* **Goal of the exercise**: Give the number of lines in these entries that contain "below", and nothing more.

[Dataset entries]
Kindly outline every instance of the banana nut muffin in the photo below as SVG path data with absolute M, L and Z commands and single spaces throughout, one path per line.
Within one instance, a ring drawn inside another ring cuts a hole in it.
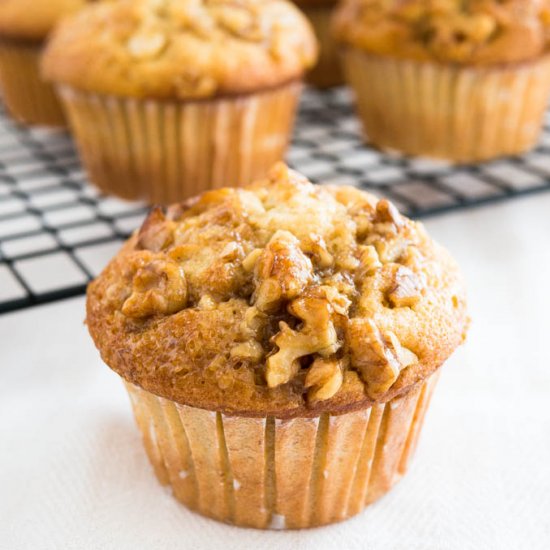
M 469 162 L 536 142 L 550 92 L 548 0 L 344 0 L 334 33 L 378 145 Z
M 359 512 L 405 472 L 467 314 L 421 224 L 279 164 L 154 209 L 89 286 L 87 323 L 179 500 L 294 528 Z
M 21 122 L 62 126 L 54 91 L 40 75 L 44 41 L 58 21 L 86 0 L 0 0 L 0 82 L 11 114 Z
M 316 51 L 286 0 L 120 0 L 60 25 L 43 68 L 92 181 L 167 203 L 282 159 Z

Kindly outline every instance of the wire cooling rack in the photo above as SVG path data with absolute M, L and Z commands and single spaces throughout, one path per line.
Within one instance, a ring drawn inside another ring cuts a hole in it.
M 346 89 L 306 90 L 288 161 L 423 217 L 549 190 L 550 116 L 528 155 L 457 168 L 366 147 Z M 0 313 L 82 294 L 145 213 L 89 185 L 65 133 L 21 128 L 0 109 Z

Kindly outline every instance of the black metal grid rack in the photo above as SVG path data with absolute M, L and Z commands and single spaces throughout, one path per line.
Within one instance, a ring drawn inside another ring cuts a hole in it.
M 288 161 L 423 217 L 550 190 L 550 127 L 527 155 L 453 167 L 366 147 L 347 90 L 307 90 Z M 65 133 L 21 128 L 0 111 L 0 313 L 82 294 L 145 213 L 90 186 Z

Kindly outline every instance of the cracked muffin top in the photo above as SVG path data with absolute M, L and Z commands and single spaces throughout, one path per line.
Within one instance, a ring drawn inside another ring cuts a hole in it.
M 463 341 L 467 314 L 421 224 L 279 164 L 154 209 L 90 284 L 87 323 L 107 365 L 152 393 L 285 418 L 400 394 Z
M 339 41 L 370 53 L 487 65 L 528 61 L 550 41 L 548 0 L 343 0 Z
M 62 17 L 93 1 L 0 0 L 0 35 L 22 40 L 43 40 Z
M 119 0 L 64 21 L 43 69 L 91 92 L 193 99 L 300 79 L 316 56 L 309 22 L 286 0 Z

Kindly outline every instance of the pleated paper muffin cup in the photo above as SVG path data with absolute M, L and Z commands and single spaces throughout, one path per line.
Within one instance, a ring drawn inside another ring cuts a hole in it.
M 438 376 L 364 410 L 286 420 L 126 388 L 156 476 L 176 499 L 239 526 L 299 529 L 359 513 L 404 475 Z
M 550 56 L 457 67 L 343 51 L 368 141 L 381 149 L 469 163 L 536 143 L 550 96 Z
M 300 6 L 310 20 L 319 41 L 319 60 L 307 75 L 307 81 L 319 88 L 330 88 L 344 84 L 340 63 L 340 52 L 331 32 L 333 5 Z
M 302 85 L 196 101 L 59 88 L 91 181 L 126 199 L 170 204 L 244 185 L 282 160 Z
M 40 74 L 42 43 L 0 39 L 0 85 L 10 114 L 19 122 L 65 126 L 53 87 Z

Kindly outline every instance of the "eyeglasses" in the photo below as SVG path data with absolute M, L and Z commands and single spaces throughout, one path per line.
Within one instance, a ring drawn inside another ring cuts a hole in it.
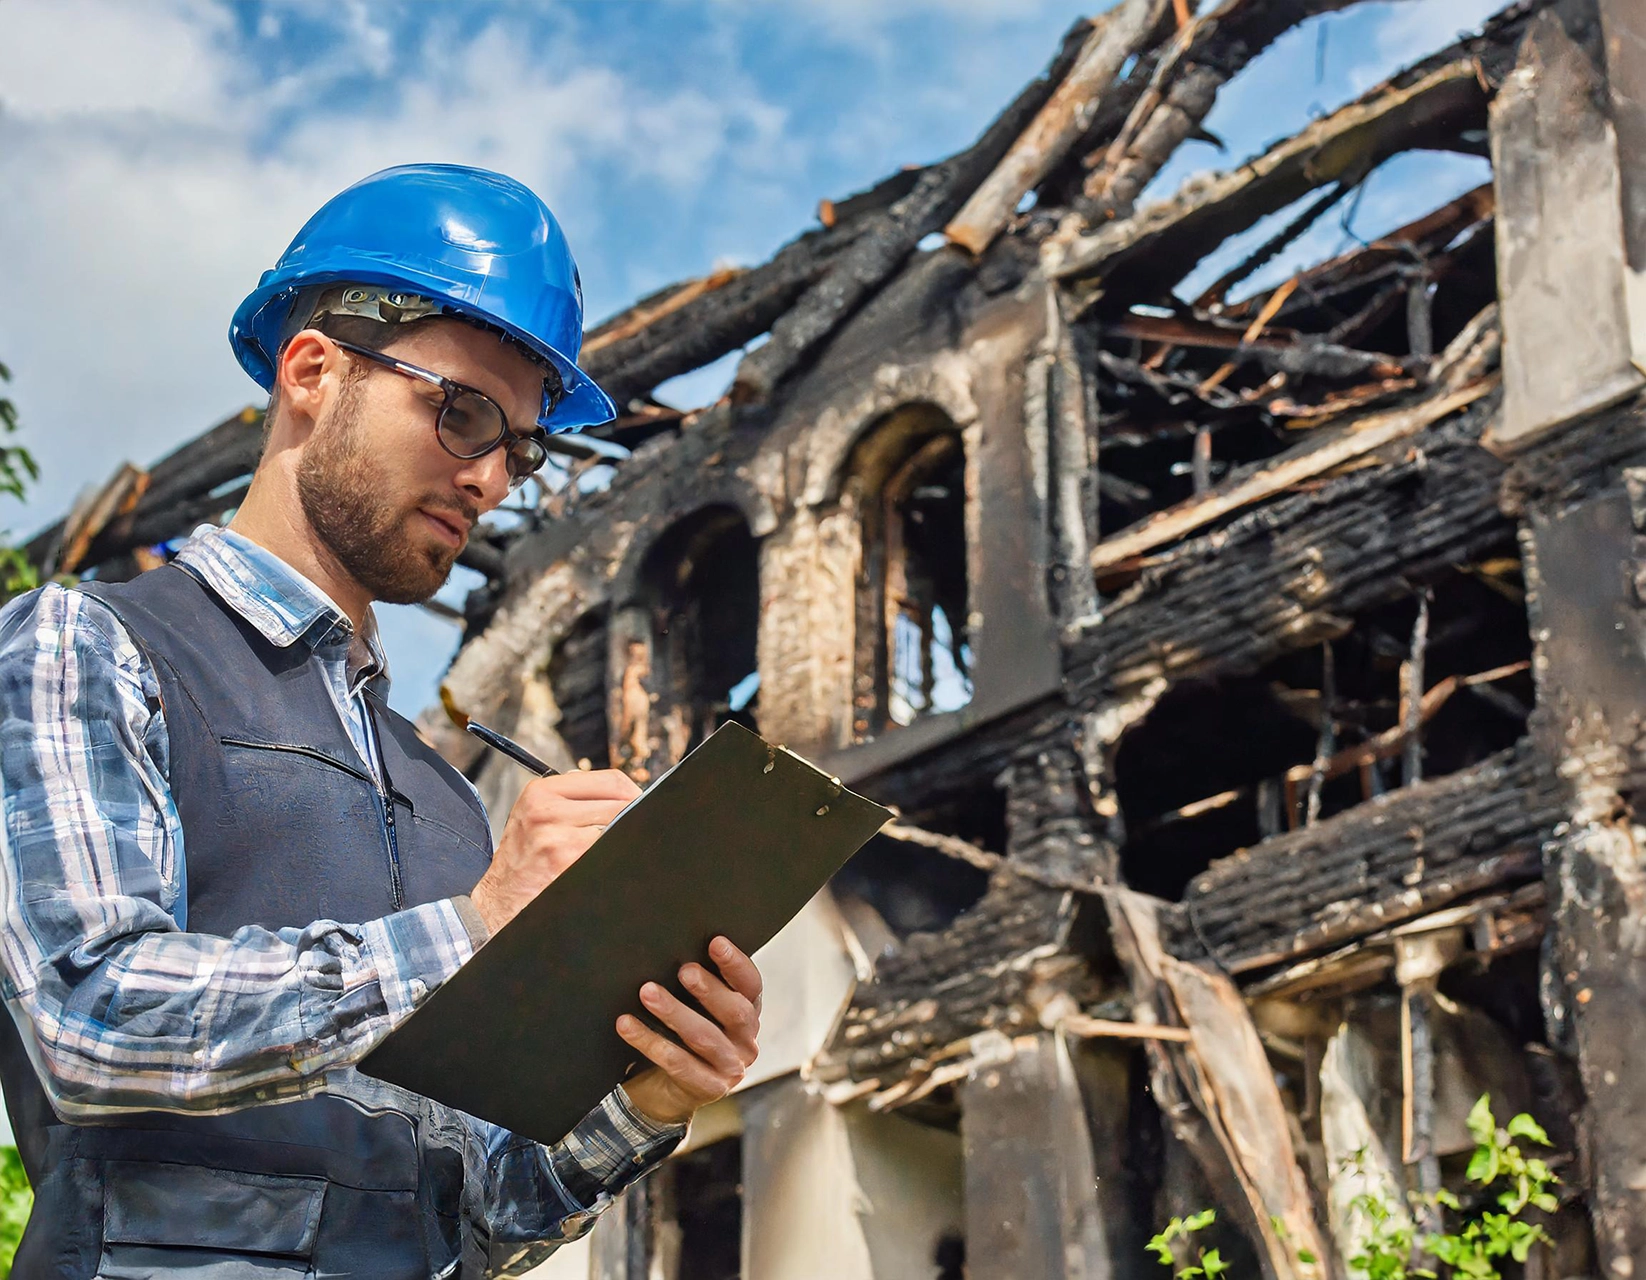
M 549 451 L 543 443 L 542 432 L 529 436 L 514 434 L 509 430 L 508 415 L 485 392 L 420 369 L 415 364 L 407 364 L 404 360 L 396 360 L 370 347 L 356 346 L 336 338 L 330 340 L 351 355 L 375 361 L 385 369 L 438 387 L 441 401 L 440 411 L 434 420 L 434 434 L 440 441 L 440 447 L 454 458 L 468 460 L 483 458 L 502 445 L 511 493 L 548 459 Z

* **Answer**: 2